>> START

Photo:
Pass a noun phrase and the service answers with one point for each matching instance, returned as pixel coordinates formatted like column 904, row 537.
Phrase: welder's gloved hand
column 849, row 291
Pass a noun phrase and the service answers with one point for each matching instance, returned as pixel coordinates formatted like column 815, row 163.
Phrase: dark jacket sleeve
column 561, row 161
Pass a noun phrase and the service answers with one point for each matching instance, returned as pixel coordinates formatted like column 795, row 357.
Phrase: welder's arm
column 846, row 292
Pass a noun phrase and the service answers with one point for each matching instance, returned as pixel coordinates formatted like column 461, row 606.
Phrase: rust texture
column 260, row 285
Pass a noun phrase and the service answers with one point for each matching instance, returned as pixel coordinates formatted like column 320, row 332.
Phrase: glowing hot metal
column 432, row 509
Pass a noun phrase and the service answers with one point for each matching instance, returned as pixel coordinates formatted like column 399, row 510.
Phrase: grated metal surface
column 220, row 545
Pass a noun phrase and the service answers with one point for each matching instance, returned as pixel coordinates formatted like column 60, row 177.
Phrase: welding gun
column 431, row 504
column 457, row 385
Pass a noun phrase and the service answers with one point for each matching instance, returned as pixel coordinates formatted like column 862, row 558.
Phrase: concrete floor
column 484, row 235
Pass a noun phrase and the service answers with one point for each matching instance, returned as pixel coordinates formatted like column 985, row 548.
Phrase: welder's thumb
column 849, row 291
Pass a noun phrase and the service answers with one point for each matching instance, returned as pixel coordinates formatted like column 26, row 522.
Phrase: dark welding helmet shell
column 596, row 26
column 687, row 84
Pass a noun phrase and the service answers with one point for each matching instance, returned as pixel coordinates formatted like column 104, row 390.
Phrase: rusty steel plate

>> END

WHAT YOU SHOULD DO:
Recast every line of the entries above as a numbered list, dropping any blank lines.

OUTPUT FOR THIS EXERCISE:
1. Photo:
2. Pass a noun phrase and the service answers with one point for each matching instance, returned as pixel coordinates formatted like column 904, row 537.
3. Phrase: welder's gloved hand
4. column 849, row 291
5. Pass a noun phrase and the service answers with one point for each matching instance, returned as pixel coordinates formatted like column 815, row 163.
6. Phrase: dark jacket sleeve
7. column 561, row 161
8. Pass a noun phrase and the service answers with one point for each matching instance, returned as pixel coordinates formatted like column 795, row 357.
9. Phrase: welder's arm
10. column 846, row 292
11. Pass a noun phrase and the service answers with one point for each matching instance, returned as pixel coordinates formatted like column 461, row 606.
12. Phrase: rust texture
13. column 260, row 285
14. Pass a noun phrase and the service answers with one point for each matching instance, returned as pixel coordinates formatted like column 320, row 332.
15. Phrase: glowing hot metal
16. column 432, row 509
17. Pass a noun phrase and the service answers with one point for each matching instance, returned as pixel coordinates formatted like column 399, row 510.
18. Phrase: grated metal surface
19. column 220, row 545
20. Pass a noun phrase and the service answers with one point for each matching instance, returned as pixel coordinates formatted like column 60, row 177.
21. Phrase: welding gun
22. column 431, row 504
23. column 457, row 385
24. Pass a noun phrase and the service answers with one point for each matching instance, returned as pixel coordinates formatted like column 862, row 558.
25. Phrase: concrete floor
26. column 484, row 235
27. Pass a noun phrase and the service answers with one point for each matching instance, returned as pixel coordinates formatted like column 985, row 548.
28. Phrase: welder's thumb
29. column 849, row 291
30. Pass a noun phrase and the service answers with one point for each matching instance, returned as pixel coordinates formatted like column 26, row 522.
31. Phrase: dark welding helmet shell
32. column 596, row 26
33. column 687, row 84
34. Pass a noun phrase and the service answers with one point for each matching instance, returned as pixel coordinates formatted like column 104, row 390.
35. Phrase: rusty steel plate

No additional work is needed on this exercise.